:: Passage provided ::
################

Colonic contribution to uremic solutes

Pavel A Aronov, Frank J-G Luo, Natalie S Plummer, Zhe Quan, Susan Holmes, Thomas H Hostetter, Timothy W Meyer, Pavel A Aronov, Frank J-G Luo, Natalie S Plummer, Zhe Quan, Susan Holmes, Thomas H Hostetter, Timothy W Meyer

Abstract

Microbes in the colon produce compounds, normally excreted by the kidneys, which are potential uremic toxins. Although p-cresol sulfate and indoxyl sulfate are well studied examples, few other compounds are known. Here, we compared plasma from hemodialysis patients with and without colons to identify and further characterize colon-derived uremic solutes. HPLC confirmed the colonic origin of p-cresol sulfate and indoxyl sulfate, but levels of hippurate, methylamine, and dimethylamine were not significantly lower in patients without colons. High-resolution mass spectrometry detected more than 1000 features in predialysis plasma samples. Hierarchical clustering based on these features clearly separated dialysis patients with and without colons. Compared with patients with colons, we identified more than 30 individual features in patients without colons that were either absent or present in lower concentration. Almost all of these features were more prominent in plasma from dialysis patients than normal subjects, suggesting that they represented uremic solutes. We used a panel of indole and phenyl standards to identify five colon-derived uremic solutes: α-phenylacetyl-l-glutamine, 5-hydroxyindole, indoxyl glucuronide, p-cresol sulfate, and indoxyl sulfate. However, compounds with accurate mass values matching most of the colon-derived solutes could not be found in standard metabolomic databases. These results suggest that colonic microbes may produce an important portion of uremic solutes, most of which remain unidentified.

Figures

Figure 1.
Figure 1.
Clustering identified the six patients with colectomies and the nine patients with intact colons as belonging to different groups. Unsupervised hierarchical clustering was performed on the distances calculated from the sum of the squared differences between the log-transformed amplitudes of 1055 features detected by MS in predialysis plasma samples from the 15 hemodialysis patients. Distances along the vertical axis provide an index of the aggregate differences in feature amplitudes between individual patients and groups of patients.

################

:: Data section ::
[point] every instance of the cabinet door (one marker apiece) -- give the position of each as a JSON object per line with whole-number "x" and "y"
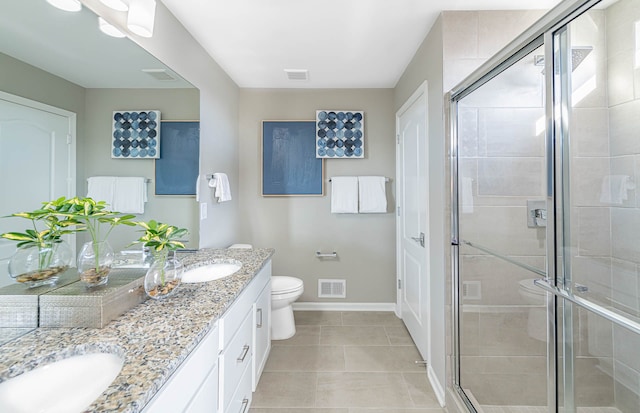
{"x": 191, "y": 376}
{"x": 206, "y": 400}
{"x": 262, "y": 333}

################

:: Assignment ::
Name the five colon-derived uremic solutes that the abstract on colonic uremic solutes identifies with its panel of indole and phenyl standards.

:: Output of the task ::
α-phenylacetyl-l-glutamine, 5-hydroxyindole, indoxyl glucuronide, p-cresol sulfate, and indoxyl sulfate.